⟨
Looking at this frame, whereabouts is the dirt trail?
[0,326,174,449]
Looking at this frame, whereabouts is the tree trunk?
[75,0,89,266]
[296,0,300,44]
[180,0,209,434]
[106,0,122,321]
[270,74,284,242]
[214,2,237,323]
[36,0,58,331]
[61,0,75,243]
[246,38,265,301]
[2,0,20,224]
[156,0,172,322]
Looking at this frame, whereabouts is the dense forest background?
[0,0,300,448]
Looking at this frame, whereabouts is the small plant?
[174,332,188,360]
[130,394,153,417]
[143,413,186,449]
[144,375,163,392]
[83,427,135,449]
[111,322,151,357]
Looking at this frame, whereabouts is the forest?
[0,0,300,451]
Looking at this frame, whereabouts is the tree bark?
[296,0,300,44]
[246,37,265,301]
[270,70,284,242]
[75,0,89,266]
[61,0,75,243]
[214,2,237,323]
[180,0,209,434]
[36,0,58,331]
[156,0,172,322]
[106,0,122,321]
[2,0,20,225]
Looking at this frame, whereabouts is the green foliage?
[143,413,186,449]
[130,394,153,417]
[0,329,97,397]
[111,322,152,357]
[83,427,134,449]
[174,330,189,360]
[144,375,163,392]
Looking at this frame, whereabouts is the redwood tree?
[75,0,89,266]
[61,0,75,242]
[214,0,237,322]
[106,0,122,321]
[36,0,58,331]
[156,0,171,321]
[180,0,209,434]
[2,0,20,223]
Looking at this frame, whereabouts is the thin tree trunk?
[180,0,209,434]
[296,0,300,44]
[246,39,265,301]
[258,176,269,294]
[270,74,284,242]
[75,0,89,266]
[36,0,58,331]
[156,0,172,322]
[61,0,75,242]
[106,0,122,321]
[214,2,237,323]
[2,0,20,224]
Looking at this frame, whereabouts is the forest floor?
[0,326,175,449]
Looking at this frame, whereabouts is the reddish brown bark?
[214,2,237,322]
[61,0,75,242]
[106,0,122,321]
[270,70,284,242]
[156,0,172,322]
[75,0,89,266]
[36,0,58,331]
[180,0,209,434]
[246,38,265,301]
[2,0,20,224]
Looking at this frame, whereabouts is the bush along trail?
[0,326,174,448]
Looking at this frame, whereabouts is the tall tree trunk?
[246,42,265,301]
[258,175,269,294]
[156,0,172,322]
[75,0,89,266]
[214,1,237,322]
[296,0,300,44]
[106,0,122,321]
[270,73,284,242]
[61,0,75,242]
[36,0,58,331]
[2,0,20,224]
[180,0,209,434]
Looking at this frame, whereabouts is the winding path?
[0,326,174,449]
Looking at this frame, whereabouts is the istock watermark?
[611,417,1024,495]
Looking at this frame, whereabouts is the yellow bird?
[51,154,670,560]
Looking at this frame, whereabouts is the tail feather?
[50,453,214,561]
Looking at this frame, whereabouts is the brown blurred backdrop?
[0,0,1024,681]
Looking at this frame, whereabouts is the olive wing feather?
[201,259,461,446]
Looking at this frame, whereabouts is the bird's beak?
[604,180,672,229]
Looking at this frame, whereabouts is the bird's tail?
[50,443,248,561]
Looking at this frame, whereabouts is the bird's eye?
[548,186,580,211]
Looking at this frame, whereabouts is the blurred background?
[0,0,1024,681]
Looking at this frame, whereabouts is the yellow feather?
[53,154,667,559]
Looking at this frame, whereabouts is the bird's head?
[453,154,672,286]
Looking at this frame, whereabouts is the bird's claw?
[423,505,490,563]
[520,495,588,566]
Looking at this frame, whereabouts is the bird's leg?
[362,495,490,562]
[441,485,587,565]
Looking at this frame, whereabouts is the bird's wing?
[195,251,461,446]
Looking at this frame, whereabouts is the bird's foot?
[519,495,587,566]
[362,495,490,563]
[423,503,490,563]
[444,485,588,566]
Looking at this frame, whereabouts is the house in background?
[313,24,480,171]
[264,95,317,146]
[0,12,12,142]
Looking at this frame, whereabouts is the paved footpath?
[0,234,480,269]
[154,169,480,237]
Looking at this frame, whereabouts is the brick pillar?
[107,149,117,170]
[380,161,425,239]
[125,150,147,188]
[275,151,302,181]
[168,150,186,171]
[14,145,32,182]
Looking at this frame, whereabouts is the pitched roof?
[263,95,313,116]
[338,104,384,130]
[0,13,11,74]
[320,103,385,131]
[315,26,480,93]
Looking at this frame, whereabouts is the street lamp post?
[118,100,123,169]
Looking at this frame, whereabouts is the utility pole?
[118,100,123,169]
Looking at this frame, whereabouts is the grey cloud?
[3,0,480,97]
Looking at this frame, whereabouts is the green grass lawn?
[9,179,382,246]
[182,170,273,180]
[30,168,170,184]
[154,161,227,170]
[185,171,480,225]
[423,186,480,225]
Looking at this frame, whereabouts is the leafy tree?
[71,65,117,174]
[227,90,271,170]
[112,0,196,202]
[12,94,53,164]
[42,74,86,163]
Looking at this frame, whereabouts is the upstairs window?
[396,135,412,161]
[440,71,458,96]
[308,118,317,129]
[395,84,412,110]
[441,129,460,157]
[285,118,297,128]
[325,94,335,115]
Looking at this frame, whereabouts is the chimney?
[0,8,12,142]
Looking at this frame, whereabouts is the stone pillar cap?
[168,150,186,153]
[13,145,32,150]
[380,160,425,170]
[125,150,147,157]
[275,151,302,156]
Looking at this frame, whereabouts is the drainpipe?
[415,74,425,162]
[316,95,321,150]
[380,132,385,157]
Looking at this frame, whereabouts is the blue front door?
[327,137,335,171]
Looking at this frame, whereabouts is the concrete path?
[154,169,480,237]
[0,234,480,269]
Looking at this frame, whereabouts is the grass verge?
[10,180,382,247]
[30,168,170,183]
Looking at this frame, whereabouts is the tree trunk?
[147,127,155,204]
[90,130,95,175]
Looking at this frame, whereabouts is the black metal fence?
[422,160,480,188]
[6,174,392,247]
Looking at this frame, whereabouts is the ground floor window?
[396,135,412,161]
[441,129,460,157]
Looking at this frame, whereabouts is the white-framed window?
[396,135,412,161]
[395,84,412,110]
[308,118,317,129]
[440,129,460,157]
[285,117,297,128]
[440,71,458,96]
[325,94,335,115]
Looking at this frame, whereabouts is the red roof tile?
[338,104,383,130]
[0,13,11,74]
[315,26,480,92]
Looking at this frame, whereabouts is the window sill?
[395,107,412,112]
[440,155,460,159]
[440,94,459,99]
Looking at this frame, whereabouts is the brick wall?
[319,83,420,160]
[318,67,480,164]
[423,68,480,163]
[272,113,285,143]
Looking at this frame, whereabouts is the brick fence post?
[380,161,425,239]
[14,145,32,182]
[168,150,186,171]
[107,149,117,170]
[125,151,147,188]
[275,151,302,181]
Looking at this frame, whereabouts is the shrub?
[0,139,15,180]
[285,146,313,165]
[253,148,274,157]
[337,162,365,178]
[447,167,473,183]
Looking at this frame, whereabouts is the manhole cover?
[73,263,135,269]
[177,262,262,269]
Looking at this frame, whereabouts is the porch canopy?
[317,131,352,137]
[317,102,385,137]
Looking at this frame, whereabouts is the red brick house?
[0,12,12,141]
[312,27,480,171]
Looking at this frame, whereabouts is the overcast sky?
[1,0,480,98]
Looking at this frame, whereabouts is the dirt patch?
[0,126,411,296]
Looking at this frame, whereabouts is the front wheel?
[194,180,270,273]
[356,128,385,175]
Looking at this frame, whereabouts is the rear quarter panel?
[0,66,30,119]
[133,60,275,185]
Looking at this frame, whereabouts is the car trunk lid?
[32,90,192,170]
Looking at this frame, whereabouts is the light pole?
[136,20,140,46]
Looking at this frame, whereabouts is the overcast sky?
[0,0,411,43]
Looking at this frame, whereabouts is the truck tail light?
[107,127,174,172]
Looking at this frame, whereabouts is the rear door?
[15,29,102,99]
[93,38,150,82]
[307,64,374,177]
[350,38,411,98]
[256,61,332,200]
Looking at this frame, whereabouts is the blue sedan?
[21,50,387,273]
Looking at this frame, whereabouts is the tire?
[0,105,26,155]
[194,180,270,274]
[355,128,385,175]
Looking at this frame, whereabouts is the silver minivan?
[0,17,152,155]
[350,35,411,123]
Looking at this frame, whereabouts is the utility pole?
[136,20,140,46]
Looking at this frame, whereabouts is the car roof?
⟩
Recast every line from the one containing "Looking at this frame, whereabouts is the silver" through the last line of the data above, both included, as a JSON list of strings with one string per line. Leave out any blank lines.

■ **ANSWER IN FULL**
[
  "Looking at this frame, whereabouts is the silver minivan?",
  "[0,17,152,155]",
  "[350,35,411,123]",
  "Looking at this frame, whereabouts is the utility pole?",
  "[136,20,140,46]",
  "Looking at this frame, whereabouts is the car roof?"
]